» **WHAT IS EXPECTED**: Output every line of the listing below as a JSON list of strings, one string per line, leaving out blank lines.

---- DATA

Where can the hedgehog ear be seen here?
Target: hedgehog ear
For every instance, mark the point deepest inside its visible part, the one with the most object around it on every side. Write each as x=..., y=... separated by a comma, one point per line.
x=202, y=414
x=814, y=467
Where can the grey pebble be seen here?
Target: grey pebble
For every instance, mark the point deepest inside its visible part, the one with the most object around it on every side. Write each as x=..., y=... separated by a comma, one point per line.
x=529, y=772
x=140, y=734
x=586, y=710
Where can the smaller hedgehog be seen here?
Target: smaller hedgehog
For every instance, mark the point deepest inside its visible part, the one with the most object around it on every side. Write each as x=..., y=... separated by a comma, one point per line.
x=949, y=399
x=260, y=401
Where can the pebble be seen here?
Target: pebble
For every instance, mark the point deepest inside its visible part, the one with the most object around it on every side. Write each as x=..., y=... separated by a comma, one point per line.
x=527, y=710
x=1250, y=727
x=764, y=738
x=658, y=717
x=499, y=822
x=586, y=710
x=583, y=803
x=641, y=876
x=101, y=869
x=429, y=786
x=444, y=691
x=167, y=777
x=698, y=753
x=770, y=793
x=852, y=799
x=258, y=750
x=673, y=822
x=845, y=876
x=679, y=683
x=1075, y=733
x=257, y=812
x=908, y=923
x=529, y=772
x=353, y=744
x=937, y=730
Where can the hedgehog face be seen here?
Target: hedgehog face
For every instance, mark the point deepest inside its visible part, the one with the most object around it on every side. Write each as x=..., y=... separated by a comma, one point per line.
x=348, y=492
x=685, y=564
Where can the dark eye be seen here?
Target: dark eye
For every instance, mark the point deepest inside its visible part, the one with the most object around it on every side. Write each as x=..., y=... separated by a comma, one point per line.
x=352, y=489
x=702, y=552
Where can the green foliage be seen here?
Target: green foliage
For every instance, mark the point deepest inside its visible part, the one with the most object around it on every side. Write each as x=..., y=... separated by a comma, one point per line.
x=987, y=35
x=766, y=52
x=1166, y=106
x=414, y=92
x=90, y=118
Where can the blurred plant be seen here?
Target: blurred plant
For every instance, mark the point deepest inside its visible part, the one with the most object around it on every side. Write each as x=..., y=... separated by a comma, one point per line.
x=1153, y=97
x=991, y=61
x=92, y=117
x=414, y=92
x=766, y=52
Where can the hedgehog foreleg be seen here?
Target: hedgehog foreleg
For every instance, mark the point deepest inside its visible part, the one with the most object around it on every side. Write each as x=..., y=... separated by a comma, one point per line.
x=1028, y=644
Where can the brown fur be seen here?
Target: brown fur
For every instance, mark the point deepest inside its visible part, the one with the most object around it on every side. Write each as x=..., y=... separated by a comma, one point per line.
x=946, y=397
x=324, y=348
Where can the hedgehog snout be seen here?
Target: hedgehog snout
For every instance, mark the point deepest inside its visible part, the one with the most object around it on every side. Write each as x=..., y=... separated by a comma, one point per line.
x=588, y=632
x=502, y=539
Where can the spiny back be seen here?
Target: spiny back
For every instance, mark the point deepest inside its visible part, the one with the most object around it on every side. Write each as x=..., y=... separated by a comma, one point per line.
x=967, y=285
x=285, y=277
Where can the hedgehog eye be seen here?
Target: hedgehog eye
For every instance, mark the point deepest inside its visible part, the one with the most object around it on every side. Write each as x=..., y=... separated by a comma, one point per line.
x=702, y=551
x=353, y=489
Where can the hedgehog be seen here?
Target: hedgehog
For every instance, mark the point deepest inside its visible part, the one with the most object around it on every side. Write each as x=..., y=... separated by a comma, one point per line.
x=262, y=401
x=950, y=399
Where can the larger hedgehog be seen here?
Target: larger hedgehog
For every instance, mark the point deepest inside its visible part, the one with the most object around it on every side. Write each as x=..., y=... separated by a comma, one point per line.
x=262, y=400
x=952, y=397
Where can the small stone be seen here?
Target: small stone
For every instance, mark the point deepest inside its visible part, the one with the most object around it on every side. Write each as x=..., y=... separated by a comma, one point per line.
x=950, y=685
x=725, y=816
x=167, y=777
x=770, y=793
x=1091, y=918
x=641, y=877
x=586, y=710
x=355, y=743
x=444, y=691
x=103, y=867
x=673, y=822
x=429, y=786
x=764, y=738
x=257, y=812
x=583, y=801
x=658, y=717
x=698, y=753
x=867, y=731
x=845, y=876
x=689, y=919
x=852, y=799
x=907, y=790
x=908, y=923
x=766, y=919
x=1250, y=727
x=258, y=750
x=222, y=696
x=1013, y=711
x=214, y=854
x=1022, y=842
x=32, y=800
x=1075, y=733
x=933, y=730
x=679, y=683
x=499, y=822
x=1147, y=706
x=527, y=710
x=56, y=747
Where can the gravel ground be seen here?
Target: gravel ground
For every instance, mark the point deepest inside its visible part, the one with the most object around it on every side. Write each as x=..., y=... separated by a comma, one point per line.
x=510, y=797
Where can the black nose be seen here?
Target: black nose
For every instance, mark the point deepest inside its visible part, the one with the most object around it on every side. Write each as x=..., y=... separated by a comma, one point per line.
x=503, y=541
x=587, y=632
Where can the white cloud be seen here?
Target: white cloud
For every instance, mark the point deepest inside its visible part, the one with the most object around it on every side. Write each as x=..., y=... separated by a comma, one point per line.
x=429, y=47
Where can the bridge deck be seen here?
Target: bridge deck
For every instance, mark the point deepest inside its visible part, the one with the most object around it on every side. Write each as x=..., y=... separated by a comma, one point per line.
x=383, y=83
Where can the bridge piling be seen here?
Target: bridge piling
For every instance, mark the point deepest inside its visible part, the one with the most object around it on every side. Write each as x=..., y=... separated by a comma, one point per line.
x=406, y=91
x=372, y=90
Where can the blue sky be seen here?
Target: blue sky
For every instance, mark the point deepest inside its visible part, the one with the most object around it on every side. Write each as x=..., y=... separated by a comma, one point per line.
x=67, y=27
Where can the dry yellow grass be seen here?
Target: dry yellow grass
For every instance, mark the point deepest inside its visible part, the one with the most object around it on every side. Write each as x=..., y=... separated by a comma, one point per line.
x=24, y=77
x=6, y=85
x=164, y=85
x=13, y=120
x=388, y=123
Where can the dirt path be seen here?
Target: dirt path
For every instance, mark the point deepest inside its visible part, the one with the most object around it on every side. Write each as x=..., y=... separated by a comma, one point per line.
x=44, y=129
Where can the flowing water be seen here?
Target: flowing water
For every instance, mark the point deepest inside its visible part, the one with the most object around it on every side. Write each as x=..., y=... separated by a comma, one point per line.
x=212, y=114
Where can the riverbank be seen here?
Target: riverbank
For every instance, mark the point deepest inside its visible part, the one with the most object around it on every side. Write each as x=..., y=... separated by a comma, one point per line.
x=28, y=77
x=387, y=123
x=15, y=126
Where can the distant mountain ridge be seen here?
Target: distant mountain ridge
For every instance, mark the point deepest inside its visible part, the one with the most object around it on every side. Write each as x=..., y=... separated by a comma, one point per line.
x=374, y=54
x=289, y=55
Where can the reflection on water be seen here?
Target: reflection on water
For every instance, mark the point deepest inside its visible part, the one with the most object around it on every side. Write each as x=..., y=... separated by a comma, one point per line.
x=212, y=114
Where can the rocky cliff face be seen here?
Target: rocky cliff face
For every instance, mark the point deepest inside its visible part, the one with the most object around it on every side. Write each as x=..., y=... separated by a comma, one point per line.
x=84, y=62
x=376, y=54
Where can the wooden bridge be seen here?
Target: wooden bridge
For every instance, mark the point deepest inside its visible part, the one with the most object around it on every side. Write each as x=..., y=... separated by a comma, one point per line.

--------

» **TASK ANSWER**:
[
  "Where can the hedgehog ear be seen here?",
  "Target: hedgehog ear",
  "For every instance, mark the point deepest inside its visible part, the one with the most object around it on every side. Write each as x=..., y=... separated by a comma, one point per line.",
  "x=202, y=414",
  "x=814, y=467",
  "Where can the grey pebble be seen here?",
  "Target: grey pebble",
  "For every instance, mark the point deepest inside its visible part, the one with the most object around it on every side. Write each as x=..., y=... separated by a comma, one point per line.",
  "x=529, y=772",
  "x=140, y=734",
  "x=586, y=710",
  "Where can the smaller hedgehog be seen here?",
  "Target: smaller hedgehog",
  "For every instance, mark the point deepest inside its visible part, the one with the most object around it on every side. Write each as x=..., y=... separated by a comma, one point per line.",
  "x=949, y=399",
  "x=260, y=401",
  "Where can the pebble be seen here?",
  "Target: pebble",
  "For every instance, mark the point deepest inside its visible part, the one with the most object around it on every side. Write each as x=..., y=... separated by a comma, one point per line.",
  "x=527, y=710",
  "x=1250, y=727",
  "x=764, y=738",
  "x=658, y=717",
  "x=499, y=822",
  "x=586, y=710",
  "x=583, y=803",
  "x=641, y=876",
  "x=101, y=869",
  "x=429, y=786",
  "x=444, y=691",
  "x=167, y=777",
  "x=698, y=753",
  "x=770, y=793",
  "x=852, y=799",
  "x=258, y=750",
  "x=673, y=822",
  "x=845, y=876",
  "x=679, y=683",
  "x=1075, y=733",
  "x=257, y=812",
  "x=908, y=923",
  "x=529, y=772",
  "x=353, y=744",
  "x=937, y=730",
  "Where can the hedgehog face be seen here?",
  "Target: hedgehog face",
  "For every instance, mark the point deepest inside its visible part, the one with the most object around it on every side. Write each as x=..., y=... separated by a comma, one point per line.",
  "x=348, y=492",
  "x=685, y=564",
  "Where can the dark eye be seen here?",
  "Target: dark eye",
  "For every instance, mark the point deepest inside its visible part, the one with the most object around it on every side. Write each as x=..., y=... separated by a comma, one point per line.",
  "x=352, y=489",
  "x=702, y=552",
  "Where can the green foliage be seen here?",
  "Target: green foliage",
  "For every instance, mark the point deepest inside its visible part, the one with the most object around it on every side. Write each as x=..., y=... separated by a comma, one point per line.",
  "x=987, y=35",
  "x=766, y=52",
  "x=1166, y=106",
  "x=414, y=92",
  "x=90, y=118",
  "Where can the blurred plant be seen here?",
  "Target: blurred plant",
  "For every instance, mark the point deepest inside its visible part, the one with the most object around it on every side. Write each as x=..., y=... separated by a comma, one point per line.",
  "x=1153, y=97",
  "x=991, y=61",
  "x=92, y=117",
  "x=414, y=92",
  "x=766, y=52",
  "Where can the hedgehog foreleg be seen here?",
  "Target: hedgehog foreleg",
  "For every instance, mark the point deepest inside its visible part, the one with the most object around it on every side. Write each as x=..., y=... separated by a comma, one point per line.",
  "x=1028, y=644",
  "Where can the brown fur be seen here?",
  "Target: brown fur",
  "For every instance, mark the point deepest inside its visible part, the one with the most object around it on every side. Write each as x=..., y=... separated by a comma, one point per line.",
  "x=946, y=397",
  "x=324, y=348",
  "Where can the hedgehog snout be seen here?",
  "Target: hedgehog snout",
  "For every instance, mark the point deepest inside its visible part, the one with the most object around it on every side. Write each as x=..., y=... separated by a comma, one point per line.",
  "x=588, y=632",
  "x=502, y=539",
  "Where can the spiny back be seen here?",
  "Target: spiny back",
  "For every instance, mark the point deepest inside its visible part, the one with the most object around it on every side. Write each as x=..., y=... separated by a comma, one point per line.",
  "x=967, y=285",
  "x=285, y=277",
  "Where can the hedgehog eye be seen here?",
  "Target: hedgehog eye",
  "For every instance, mark the point deepest inside its visible part, the one with the most object around it on every side. Write each as x=..., y=... separated by a comma, one point per line.",
  "x=702, y=551",
  "x=353, y=489",
  "Where can the hedgehog be seen here?",
  "Target: hedgehog",
  "For every instance, mark the point deepest inside its visible part, the one with the most object around it on every side. Write each as x=..., y=... separated by a comma, one point per line.",
  "x=262, y=401",
  "x=950, y=399",
  "Where can the larger hedgehog be seen here?",
  "Target: larger hedgehog",
  "For every instance, mark the point deepest inside its visible part, the one with the most object around it on every side. Write each as x=..., y=... separated by a comma, one point per line.",
  "x=262, y=400",
  "x=952, y=397",
  "Where can the small stone be seen here?",
  "Target: small stone",
  "For every instance, mark the point deepest inside its visible part, the one with the most object around it on every side. Write each as x=..., y=... separated by a comma, one point per line.",
  "x=950, y=685",
  "x=725, y=816",
  "x=167, y=777",
  "x=770, y=793",
  "x=1091, y=918",
  "x=641, y=877",
  "x=586, y=710",
  "x=355, y=743",
  "x=444, y=691",
  "x=103, y=867",
  "x=673, y=822",
  "x=429, y=786",
  "x=764, y=738",
  "x=257, y=812",
  "x=583, y=801",
  "x=658, y=717",
  "x=698, y=753",
  "x=867, y=731",
  "x=845, y=876",
  "x=689, y=919",
  "x=852, y=799",
  "x=907, y=790",
  "x=908, y=923",
  "x=766, y=919",
  "x=1250, y=727",
  "x=258, y=750",
  "x=222, y=696",
  "x=1013, y=711",
  "x=214, y=854",
  "x=1022, y=842",
  "x=32, y=800",
  "x=1075, y=733",
  "x=933, y=730",
  "x=679, y=683",
  "x=499, y=822",
  "x=1147, y=706",
  "x=527, y=710",
  "x=56, y=747",
  "Where can the gravel ground be seen here?",
  "Target: gravel ground",
  "For every instance, mark the point deepest inside its visible part, the one with the most object around it on every side. Write each as x=..., y=... separated by a comma, one point per line.",
  "x=510, y=797",
  "Where can the black nose be seen here?",
  "Target: black nose",
  "For every instance, mark the point deepest inside its visible part, the one with the most object around it on every side. Write each as x=..., y=... separated by a comma, one point per line.",
  "x=503, y=541",
  "x=587, y=632",
  "Where can the white cloud be seen here?",
  "Target: white cloud",
  "For every instance, mark the point deepest inside its visible part, the one with the most object around it on every side. Write each as x=..., y=... separated by a comma, one point per line.",
  "x=429, y=47",
  "Where can the bridge deck be seen here?",
  "Target: bridge deck",
  "For every instance, mark the point deepest inside its visible part, the one with the most object around it on every side. Write each as x=..., y=... separated by a comma, one point per line.",
  "x=383, y=83",
  "Where can the bridge piling be seen here?",
  "Target: bridge piling",
  "For every instance, mark the point deepest inside its visible part, the one with the most object around it on every side. Write each as x=..., y=... separated by a comma, one point per line.",
  "x=406, y=91",
  "x=372, y=90",
  "Where can the blue sky be seen here?",
  "Target: blue sky",
  "For every instance, mark the point deepest inside its visible part, the one with the most object around it on every side. Write each as x=..., y=... separated by a comma, one point per line.",
  "x=67, y=27",
  "Where can the dry yellow grass be seen here?",
  "Target: dry yellow grass",
  "For every instance, mark the point deepest inside its visible part, the one with the most object around it on every side. Write each as x=..., y=... separated by a comma, one point per line.",
  "x=24, y=77",
  "x=6, y=85",
  "x=164, y=85",
  "x=13, y=120",
  "x=388, y=123",
  "Where can the dirt path be seen here?",
  "Target: dirt path",
  "For every instance, mark the point deepest inside its visible part, the one with the most object around it on every side. Write each as x=..., y=... separated by a comma, one point per line.",
  "x=44, y=129",
  "Where can the flowing water be seen here?",
  "Target: flowing water",
  "For every instance, mark the point deepest inside its visible part, the one with the most object around it on every side. Write each as x=..., y=... separated by a comma, one point per line.",
  "x=212, y=114",
  "Where can the riverbank be seen here?",
  "Target: riverbank",
  "For every instance, mark the point deepest inside its visible part, the one with the most object around it on every side. Write each as x=..., y=... separated by a comma, one point per line.",
  "x=28, y=77",
  "x=387, y=123",
  "x=15, y=126",
  "Where can the distant mountain ridge be seen here?",
  "Target: distant mountain ridge",
  "For every instance, mark the point deepest inside its visible part, the one with the most object around it on every side. Write each as x=..., y=... separated by a comma, one point per line.",
  "x=374, y=54",
  "x=289, y=55",
  "Where can the reflection on water be seen here?",
  "Target: reflection on water",
  "For every instance, mark the point deepest inside its visible part, the one with the most object around it on every side. Write each as x=..., y=... separated by a comma, one point per line.",
  "x=212, y=114",
  "Where can the rocky cliff face be seen here?",
  "Target: rocky cliff face",
  "For every instance, mark the point deepest inside its visible part, the one with the most object around it on every side. Write each as x=..., y=... separated by a comma, one point per line.",
  "x=84, y=62",
  "x=376, y=54",
  "Where can the wooden bridge be seen here?",
  "Target: wooden bridge",
  "For every instance, mark the point deepest inside its visible part, the one with the most object around it on every side. Write each as x=..., y=... separated by a comma, one point per line."
]